**WHAT YOU ARE ASKED TO DO**
Pick out every line below that contains the string "elephant" and copy each one in full.

··· SOURCE DATA

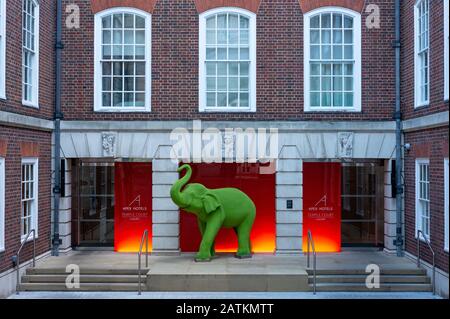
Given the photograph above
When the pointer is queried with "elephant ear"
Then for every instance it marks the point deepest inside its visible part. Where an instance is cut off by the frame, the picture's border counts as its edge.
(210, 203)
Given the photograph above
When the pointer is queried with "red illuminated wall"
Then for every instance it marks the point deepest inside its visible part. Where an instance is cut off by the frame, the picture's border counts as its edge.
(259, 187)
(322, 205)
(133, 205)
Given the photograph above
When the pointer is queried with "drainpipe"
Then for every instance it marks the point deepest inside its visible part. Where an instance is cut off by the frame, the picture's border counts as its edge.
(56, 241)
(398, 136)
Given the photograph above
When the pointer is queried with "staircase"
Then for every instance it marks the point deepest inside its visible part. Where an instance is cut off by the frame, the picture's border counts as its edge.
(54, 279)
(391, 280)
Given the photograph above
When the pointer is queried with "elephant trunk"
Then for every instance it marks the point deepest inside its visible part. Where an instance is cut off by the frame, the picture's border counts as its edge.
(175, 192)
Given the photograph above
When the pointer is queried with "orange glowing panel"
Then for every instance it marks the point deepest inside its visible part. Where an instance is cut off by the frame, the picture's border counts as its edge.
(133, 205)
(248, 178)
(322, 205)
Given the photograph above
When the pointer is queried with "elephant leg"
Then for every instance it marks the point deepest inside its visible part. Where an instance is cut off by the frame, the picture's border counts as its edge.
(209, 235)
(202, 227)
(243, 233)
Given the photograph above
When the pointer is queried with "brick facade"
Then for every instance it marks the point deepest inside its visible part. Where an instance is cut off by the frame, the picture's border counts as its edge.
(99, 5)
(279, 66)
(308, 5)
(429, 144)
(13, 102)
(17, 143)
(426, 143)
(15, 139)
(437, 103)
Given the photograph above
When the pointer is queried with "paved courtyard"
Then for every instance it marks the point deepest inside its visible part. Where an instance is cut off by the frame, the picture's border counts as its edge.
(224, 295)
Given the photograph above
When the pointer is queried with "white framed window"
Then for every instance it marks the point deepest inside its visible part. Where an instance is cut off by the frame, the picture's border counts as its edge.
(422, 53)
(30, 53)
(227, 60)
(423, 196)
(122, 68)
(2, 48)
(332, 60)
(446, 49)
(29, 205)
(2, 204)
(446, 199)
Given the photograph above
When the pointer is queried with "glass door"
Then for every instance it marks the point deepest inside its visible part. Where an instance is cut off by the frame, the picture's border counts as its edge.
(362, 204)
(94, 204)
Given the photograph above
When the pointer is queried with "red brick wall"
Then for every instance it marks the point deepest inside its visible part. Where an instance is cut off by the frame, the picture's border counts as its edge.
(204, 5)
(308, 5)
(47, 11)
(18, 140)
(437, 103)
(99, 5)
(279, 66)
(430, 144)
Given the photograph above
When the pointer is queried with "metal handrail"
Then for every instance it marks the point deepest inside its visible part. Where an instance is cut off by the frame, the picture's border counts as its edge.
(432, 253)
(311, 244)
(16, 257)
(144, 238)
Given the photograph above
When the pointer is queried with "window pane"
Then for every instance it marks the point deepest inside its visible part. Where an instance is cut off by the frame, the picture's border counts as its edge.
(140, 68)
(315, 83)
(315, 22)
(106, 22)
(315, 52)
(326, 84)
(129, 21)
(222, 99)
(211, 22)
(210, 37)
(315, 99)
(337, 99)
(233, 83)
(337, 21)
(326, 20)
(106, 84)
(117, 99)
(222, 84)
(244, 68)
(140, 22)
(210, 68)
(348, 99)
(210, 99)
(222, 21)
(326, 99)
(315, 37)
(106, 99)
(118, 21)
(326, 52)
(210, 83)
(326, 37)
(244, 23)
(221, 54)
(244, 101)
(348, 22)
(233, 99)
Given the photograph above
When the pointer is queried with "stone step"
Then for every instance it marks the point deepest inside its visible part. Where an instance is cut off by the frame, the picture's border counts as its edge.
(400, 272)
(49, 278)
(83, 287)
(357, 287)
(362, 279)
(86, 271)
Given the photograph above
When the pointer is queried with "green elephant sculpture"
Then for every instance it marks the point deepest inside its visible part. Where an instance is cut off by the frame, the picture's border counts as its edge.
(215, 208)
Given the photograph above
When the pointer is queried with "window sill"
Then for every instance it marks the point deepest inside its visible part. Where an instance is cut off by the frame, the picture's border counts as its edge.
(22, 239)
(30, 104)
(227, 110)
(333, 110)
(421, 106)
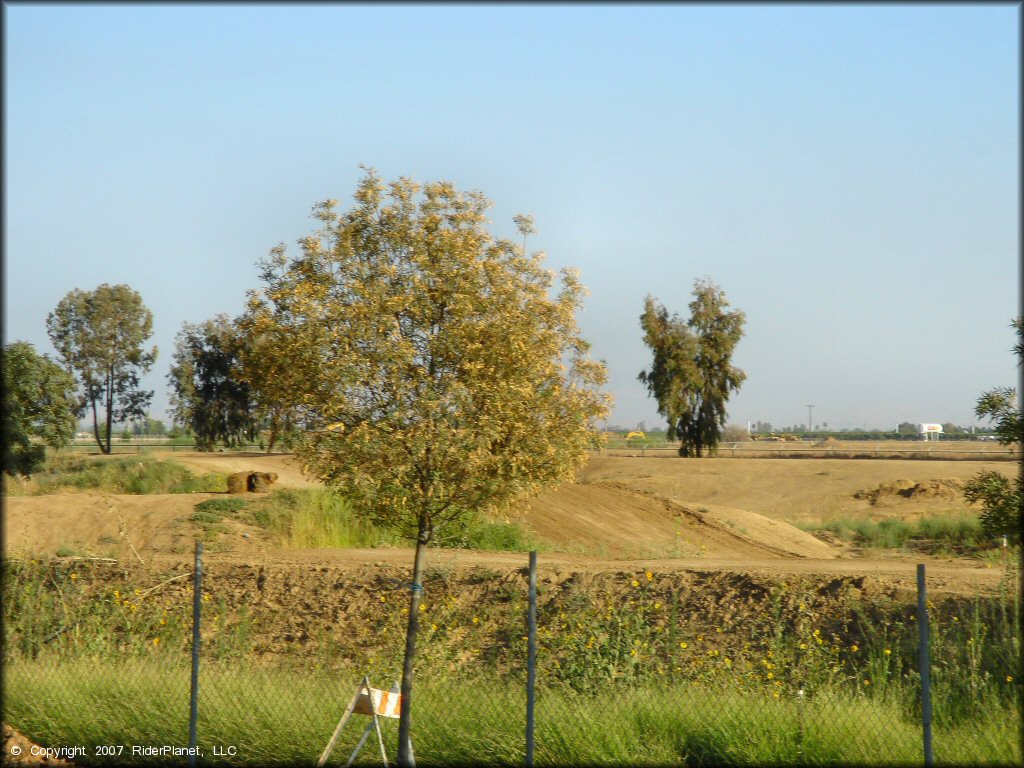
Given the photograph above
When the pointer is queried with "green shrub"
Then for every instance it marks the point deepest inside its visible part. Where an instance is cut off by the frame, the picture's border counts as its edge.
(122, 475)
(221, 507)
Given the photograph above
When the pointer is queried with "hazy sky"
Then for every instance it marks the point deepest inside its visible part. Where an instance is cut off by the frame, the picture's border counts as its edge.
(848, 174)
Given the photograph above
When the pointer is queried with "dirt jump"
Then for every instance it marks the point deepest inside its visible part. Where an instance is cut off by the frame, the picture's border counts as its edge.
(620, 514)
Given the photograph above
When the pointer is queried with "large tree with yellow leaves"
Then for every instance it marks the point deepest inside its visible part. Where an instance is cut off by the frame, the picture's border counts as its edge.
(438, 370)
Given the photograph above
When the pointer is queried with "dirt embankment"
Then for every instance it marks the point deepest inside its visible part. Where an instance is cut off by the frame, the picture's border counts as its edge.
(620, 513)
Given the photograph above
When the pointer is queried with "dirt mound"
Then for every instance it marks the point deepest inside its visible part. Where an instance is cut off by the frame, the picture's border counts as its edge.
(612, 519)
(285, 466)
(949, 488)
(123, 526)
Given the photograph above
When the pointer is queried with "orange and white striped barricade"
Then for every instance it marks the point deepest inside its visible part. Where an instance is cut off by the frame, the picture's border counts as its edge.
(372, 702)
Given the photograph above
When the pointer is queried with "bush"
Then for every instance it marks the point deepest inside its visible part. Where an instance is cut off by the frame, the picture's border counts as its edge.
(1000, 502)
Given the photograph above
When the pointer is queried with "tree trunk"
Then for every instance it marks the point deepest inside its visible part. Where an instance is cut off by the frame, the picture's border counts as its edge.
(272, 437)
(95, 424)
(110, 410)
(406, 759)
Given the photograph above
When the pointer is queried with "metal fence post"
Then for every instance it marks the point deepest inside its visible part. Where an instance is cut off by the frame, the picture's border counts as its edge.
(925, 665)
(194, 698)
(530, 657)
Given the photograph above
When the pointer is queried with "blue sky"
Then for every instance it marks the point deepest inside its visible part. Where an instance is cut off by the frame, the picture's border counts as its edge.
(848, 174)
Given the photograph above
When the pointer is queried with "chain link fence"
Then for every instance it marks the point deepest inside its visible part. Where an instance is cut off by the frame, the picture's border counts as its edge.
(633, 668)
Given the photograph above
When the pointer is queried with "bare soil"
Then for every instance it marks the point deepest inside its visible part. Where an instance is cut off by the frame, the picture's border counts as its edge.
(621, 514)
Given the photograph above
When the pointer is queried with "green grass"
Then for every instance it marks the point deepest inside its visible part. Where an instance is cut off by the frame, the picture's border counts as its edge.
(285, 716)
(944, 532)
(625, 677)
(138, 474)
(312, 518)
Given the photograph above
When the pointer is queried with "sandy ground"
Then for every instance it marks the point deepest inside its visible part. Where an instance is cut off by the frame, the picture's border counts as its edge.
(622, 513)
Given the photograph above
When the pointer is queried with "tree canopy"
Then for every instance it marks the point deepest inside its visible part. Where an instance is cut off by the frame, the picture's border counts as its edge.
(207, 392)
(39, 407)
(98, 336)
(691, 375)
(1000, 498)
(438, 375)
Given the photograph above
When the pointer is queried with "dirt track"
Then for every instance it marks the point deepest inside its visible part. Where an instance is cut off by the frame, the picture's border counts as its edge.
(622, 514)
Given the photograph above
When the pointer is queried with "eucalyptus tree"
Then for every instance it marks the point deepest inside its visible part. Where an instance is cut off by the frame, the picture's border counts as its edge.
(1001, 499)
(208, 394)
(99, 337)
(39, 407)
(691, 374)
(441, 368)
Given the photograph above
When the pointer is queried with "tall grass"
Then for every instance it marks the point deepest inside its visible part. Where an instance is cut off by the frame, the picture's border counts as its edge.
(311, 518)
(285, 717)
(955, 531)
(137, 474)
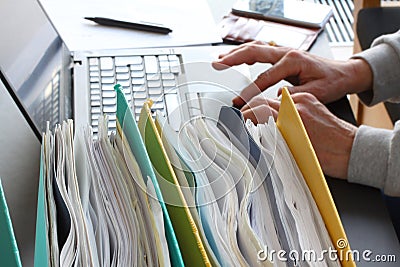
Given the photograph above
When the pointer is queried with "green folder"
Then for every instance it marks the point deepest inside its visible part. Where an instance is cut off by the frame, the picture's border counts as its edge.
(187, 233)
(126, 123)
(9, 255)
(42, 256)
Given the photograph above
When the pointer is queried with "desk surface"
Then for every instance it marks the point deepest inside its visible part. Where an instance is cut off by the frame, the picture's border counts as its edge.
(361, 208)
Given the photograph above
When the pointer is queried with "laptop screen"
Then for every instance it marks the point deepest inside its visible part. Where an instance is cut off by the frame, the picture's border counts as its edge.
(34, 64)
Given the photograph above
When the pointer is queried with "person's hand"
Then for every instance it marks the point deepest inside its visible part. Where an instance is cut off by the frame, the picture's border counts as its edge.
(331, 137)
(328, 80)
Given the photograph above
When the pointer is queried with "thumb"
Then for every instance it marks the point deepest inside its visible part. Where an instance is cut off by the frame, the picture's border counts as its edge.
(291, 90)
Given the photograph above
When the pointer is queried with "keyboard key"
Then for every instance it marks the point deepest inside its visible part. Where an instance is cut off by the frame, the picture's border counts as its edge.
(110, 109)
(168, 76)
(94, 85)
(175, 68)
(155, 90)
(94, 73)
(108, 94)
(125, 61)
(139, 102)
(106, 63)
(138, 81)
(136, 67)
(93, 61)
(122, 69)
(169, 83)
(158, 105)
(153, 77)
(96, 110)
(163, 58)
(122, 76)
(107, 87)
(142, 95)
(164, 66)
(151, 64)
(137, 74)
(154, 83)
(138, 88)
(108, 80)
(95, 91)
(124, 83)
(95, 97)
(107, 73)
(94, 79)
(95, 103)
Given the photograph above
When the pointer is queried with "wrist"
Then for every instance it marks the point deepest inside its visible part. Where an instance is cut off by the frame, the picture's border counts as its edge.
(359, 76)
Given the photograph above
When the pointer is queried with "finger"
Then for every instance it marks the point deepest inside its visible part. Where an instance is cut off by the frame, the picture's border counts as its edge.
(260, 114)
(253, 52)
(245, 96)
(240, 47)
(261, 101)
(256, 101)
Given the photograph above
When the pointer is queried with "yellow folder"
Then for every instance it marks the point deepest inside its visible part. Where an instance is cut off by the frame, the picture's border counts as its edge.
(292, 129)
(187, 233)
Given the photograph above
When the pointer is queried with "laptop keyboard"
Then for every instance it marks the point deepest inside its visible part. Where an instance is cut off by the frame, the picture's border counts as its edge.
(142, 77)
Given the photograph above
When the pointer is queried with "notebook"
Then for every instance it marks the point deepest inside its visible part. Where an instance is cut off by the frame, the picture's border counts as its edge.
(54, 84)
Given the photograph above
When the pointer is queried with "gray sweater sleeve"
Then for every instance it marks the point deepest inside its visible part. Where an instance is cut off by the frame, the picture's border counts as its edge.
(384, 59)
(375, 155)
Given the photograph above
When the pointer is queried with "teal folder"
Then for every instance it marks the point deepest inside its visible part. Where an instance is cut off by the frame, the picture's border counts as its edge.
(9, 254)
(42, 256)
(127, 123)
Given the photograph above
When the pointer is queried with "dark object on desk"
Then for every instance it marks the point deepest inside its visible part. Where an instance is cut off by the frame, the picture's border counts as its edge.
(371, 23)
(236, 29)
(362, 209)
(141, 26)
(312, 15)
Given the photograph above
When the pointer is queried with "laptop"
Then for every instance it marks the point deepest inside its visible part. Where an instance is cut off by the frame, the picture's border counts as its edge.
(53, 84)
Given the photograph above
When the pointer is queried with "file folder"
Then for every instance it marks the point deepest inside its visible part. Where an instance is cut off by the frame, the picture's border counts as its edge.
(9, 254)
(42, 255)
(128, 128)
(190, 243)
(294, 132)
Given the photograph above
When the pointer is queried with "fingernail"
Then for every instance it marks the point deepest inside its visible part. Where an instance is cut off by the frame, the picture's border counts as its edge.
(218, 65)
(238, 102)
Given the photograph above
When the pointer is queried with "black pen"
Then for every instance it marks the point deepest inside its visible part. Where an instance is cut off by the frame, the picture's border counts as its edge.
(142, 26)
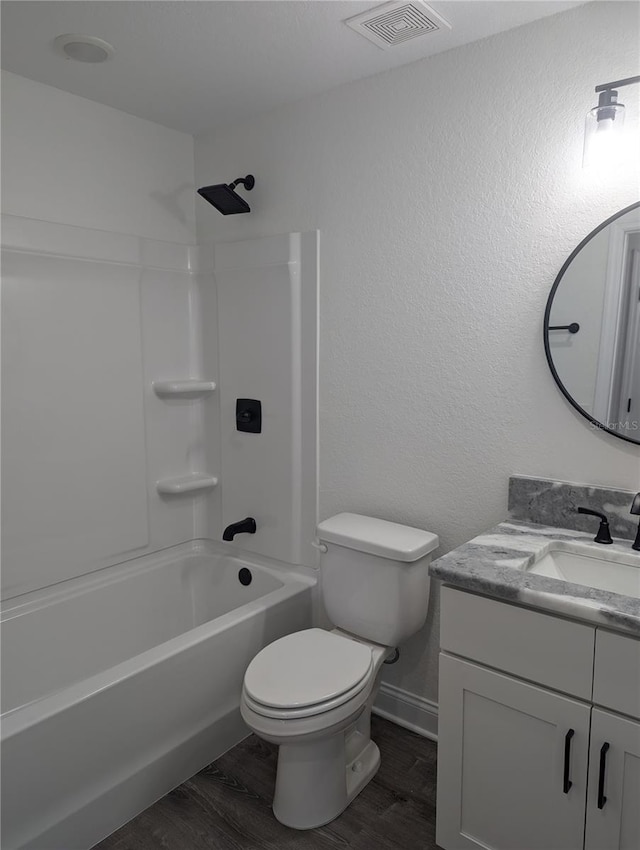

······

**RESULT**
When the pointer is queried with "elephant ear"
When the pointer is queried with "elephant trunk"
When the pointer is queried with "elephant leg"
When the pointer is queried with "green elephant sculpture"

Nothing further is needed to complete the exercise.